■ **SELECTED EXCERPT**:
* START *

Damn, that's bad news on the EP Amarone and Super Tuscan. Those were 3 of the first 6 kits I've made (did the Amarone twice). Luckily, I did not taste a strong sweet grape note on those when I put them in secondary, but maybe that was just in comparison to the very first kit I made, an RJS International Cru Nebbiolo, which not only seems to have no especially discernible Nebbiolo flavors, but has a ton of strong sweet grape flavor. I tried knocking that sweetness down with extra oak and tannins, which definitely helped, but did not make it go away (and as the oak and tannin settles back the sweetness is more to the forefront). And that wine finished at 0.992.

Fingers still crossed about the EP kits, which tasted quite a bit better and actually tasted dry (maybe 3-9 weeks of EM helped). I may sneak another taste to reassure myself. The last 2 kits I bout were from Finer Wine Kits which I'm hoping that makes a difference (if it's the pasteurization which brings the kit taste). I did not taste it when i moved the FWK Super Tuscan to secondary, by Barbera is still in primary. I'm hoping Finer Wine Kits is a solution (with no pasteurization, and 100% varietal vs. unknown blend often from unknown location(s)), as I'm a little scared of going all grapes given the extra equipment/space needs and the seasonality.

* END *

■ **SHORT PROBLEM A**:
Report every line in the entries below that contains the word "grass", copying each line in full.
The wine-kit post and the entries have nothing to do with each other.

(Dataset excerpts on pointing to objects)
* START *

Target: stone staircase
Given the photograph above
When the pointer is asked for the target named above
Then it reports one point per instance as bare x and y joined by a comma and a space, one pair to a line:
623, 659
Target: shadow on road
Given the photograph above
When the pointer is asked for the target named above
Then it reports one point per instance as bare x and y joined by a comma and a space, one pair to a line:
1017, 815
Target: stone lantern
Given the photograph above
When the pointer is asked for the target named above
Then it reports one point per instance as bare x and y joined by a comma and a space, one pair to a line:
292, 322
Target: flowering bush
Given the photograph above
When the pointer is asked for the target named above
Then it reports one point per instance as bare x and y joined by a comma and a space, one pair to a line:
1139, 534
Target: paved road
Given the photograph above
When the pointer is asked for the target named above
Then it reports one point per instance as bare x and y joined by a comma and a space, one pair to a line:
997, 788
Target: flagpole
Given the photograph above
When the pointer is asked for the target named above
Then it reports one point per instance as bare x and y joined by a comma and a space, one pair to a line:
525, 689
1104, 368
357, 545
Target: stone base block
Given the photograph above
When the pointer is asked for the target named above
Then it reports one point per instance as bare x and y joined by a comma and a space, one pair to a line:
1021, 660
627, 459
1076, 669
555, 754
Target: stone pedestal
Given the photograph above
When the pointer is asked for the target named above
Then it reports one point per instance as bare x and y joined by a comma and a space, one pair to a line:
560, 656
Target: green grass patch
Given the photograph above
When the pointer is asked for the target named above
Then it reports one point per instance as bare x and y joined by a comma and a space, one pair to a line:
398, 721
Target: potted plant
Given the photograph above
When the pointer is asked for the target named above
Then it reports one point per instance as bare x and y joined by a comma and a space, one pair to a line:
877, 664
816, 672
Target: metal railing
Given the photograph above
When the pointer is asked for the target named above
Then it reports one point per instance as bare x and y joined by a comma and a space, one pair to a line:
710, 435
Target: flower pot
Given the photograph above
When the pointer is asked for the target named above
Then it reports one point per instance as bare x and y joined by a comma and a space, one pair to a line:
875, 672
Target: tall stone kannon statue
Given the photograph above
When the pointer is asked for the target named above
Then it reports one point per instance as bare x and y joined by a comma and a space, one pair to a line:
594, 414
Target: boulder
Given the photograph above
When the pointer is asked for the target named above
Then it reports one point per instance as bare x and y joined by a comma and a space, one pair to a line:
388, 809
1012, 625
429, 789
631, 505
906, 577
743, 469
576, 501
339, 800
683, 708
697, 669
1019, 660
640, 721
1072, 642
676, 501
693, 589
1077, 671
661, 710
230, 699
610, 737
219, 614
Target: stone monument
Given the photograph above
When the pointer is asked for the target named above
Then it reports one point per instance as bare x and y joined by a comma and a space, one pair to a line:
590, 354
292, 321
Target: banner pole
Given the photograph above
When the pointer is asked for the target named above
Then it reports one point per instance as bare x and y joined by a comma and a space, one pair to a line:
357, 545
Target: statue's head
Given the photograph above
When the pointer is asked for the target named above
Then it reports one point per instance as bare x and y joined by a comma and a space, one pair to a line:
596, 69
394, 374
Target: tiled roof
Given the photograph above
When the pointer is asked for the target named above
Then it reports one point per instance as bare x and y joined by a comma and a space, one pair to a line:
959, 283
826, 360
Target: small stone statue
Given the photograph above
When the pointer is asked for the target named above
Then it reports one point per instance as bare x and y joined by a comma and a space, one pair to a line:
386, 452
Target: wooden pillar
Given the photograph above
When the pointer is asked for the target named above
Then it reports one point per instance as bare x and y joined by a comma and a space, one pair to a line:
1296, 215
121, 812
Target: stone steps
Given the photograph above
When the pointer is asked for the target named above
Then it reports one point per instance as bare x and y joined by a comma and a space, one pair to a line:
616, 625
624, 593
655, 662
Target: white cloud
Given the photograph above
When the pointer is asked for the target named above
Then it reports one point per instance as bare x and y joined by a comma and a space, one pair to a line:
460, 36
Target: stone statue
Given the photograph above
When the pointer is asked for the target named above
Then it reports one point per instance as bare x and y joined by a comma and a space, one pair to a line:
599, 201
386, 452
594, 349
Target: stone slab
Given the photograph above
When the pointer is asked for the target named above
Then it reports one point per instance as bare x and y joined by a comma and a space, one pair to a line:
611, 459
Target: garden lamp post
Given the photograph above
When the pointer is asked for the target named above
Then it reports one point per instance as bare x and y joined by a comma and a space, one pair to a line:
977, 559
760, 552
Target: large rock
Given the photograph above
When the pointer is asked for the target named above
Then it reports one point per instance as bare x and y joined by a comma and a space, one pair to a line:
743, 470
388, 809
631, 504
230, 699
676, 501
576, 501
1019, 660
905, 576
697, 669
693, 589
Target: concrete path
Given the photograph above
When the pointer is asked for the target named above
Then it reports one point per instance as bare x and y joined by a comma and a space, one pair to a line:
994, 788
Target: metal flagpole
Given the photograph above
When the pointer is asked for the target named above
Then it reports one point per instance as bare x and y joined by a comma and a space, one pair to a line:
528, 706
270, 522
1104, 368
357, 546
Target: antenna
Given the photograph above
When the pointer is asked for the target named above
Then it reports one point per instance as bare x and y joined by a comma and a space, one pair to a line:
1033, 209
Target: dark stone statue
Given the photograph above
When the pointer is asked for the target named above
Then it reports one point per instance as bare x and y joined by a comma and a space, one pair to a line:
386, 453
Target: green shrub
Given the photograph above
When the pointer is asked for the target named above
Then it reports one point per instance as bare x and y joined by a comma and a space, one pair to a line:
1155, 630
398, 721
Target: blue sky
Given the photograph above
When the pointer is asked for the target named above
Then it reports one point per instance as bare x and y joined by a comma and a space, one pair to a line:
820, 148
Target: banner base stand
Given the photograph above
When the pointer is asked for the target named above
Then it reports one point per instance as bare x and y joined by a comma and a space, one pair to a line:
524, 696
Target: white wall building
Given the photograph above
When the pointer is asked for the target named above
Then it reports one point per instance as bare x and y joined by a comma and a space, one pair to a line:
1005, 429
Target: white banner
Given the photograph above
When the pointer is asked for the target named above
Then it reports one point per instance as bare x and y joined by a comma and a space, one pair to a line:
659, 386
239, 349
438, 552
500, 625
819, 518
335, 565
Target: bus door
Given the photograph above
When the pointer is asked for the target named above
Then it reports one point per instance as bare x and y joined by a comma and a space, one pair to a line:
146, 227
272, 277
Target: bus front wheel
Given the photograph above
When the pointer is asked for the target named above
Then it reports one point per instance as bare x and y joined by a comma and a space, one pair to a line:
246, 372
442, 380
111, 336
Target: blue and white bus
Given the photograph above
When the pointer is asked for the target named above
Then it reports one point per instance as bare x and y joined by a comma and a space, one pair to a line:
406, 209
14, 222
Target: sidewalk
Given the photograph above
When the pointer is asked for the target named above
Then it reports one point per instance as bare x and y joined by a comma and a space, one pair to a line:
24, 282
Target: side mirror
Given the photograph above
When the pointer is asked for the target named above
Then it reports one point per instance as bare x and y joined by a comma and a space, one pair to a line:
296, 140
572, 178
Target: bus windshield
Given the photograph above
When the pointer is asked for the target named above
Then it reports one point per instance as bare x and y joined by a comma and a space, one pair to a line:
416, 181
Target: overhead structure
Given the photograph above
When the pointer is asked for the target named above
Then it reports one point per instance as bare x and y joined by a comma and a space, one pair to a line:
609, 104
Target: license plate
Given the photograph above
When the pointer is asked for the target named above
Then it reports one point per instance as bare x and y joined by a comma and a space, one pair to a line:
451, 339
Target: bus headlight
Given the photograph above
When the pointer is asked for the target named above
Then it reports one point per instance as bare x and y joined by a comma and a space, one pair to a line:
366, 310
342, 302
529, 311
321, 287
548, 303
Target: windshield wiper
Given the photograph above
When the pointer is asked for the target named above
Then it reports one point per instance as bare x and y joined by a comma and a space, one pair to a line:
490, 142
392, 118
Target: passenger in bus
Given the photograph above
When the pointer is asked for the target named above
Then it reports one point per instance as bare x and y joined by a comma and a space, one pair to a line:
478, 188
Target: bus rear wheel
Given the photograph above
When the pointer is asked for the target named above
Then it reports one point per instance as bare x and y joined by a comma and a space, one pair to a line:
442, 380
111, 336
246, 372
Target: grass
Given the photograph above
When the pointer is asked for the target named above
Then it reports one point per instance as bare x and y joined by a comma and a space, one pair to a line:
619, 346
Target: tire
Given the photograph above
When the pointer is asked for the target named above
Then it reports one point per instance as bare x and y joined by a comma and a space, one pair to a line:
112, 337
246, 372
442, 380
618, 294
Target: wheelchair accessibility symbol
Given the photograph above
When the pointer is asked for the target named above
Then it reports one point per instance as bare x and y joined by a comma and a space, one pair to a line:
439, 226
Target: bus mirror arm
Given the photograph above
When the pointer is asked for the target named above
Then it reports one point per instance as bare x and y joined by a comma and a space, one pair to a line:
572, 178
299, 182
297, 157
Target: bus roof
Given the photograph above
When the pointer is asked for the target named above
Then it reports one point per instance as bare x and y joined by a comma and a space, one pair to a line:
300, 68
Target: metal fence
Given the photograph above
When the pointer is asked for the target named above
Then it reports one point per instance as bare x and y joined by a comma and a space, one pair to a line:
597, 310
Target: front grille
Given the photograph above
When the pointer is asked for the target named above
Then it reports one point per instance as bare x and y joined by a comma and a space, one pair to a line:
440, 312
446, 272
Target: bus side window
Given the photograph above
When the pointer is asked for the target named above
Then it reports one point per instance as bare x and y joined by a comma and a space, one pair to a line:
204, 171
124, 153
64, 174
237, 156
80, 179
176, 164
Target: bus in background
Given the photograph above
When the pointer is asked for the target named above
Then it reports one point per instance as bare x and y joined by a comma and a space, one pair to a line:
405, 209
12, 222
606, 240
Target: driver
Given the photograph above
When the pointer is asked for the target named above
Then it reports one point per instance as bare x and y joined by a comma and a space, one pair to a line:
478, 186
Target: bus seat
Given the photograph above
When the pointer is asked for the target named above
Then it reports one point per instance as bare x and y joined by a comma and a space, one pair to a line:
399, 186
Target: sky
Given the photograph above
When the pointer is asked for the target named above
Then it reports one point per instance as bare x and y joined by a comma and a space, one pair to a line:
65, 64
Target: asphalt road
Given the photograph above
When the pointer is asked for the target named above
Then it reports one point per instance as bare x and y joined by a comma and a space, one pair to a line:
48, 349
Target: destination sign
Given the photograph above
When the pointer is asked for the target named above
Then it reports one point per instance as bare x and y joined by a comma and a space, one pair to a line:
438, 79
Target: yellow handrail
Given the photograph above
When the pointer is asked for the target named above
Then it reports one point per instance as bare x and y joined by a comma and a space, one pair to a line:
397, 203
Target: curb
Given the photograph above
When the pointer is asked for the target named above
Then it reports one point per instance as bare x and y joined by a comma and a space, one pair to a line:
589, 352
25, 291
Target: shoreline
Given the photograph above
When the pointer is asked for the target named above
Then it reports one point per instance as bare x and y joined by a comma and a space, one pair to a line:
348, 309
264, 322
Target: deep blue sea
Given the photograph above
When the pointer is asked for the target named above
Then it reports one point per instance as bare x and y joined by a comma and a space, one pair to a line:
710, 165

* END *

■ **SHORT PROBLEM B**:
Continue the wine-kit post above, picking up after its final sentence.

■ **EXERCISE RESULT A**:
Target: green grass patch
Target: grass

■ **EXERCISE RESULT B**:
EDIT - A little scared, I tasted the 3 RJS EP kits, plus the 1 Finer Wines kit that I have bulk aging today. Honestly, they all tasted good to me, I'm not a super taster, but I did not taste the sweetness which was off putting in the RJS Int'l Cru Nebbiolo, my first kit and only one I bottled. I even revisited that wine for comparison sake, only after tasting the bulk aging wines, and the sweetness was there, almost on the middle of tongue on both sides (not where one normally tastes sweet I think, but that is where that first wine just hit differently). Worth noting that the first wine was the only one I used the EC-1118 champage yeast on. All the others I sampled were done with BM4x4. So I came away relieved. I won't get into the RJS EP v. FWK Super Tuscan battle beyond saying that they both tasted very good, with the FWK (younger by 3 weeks) tasted a bit more polished and closer to being ready to bottle but I will likely wait 3-6 months before I do that.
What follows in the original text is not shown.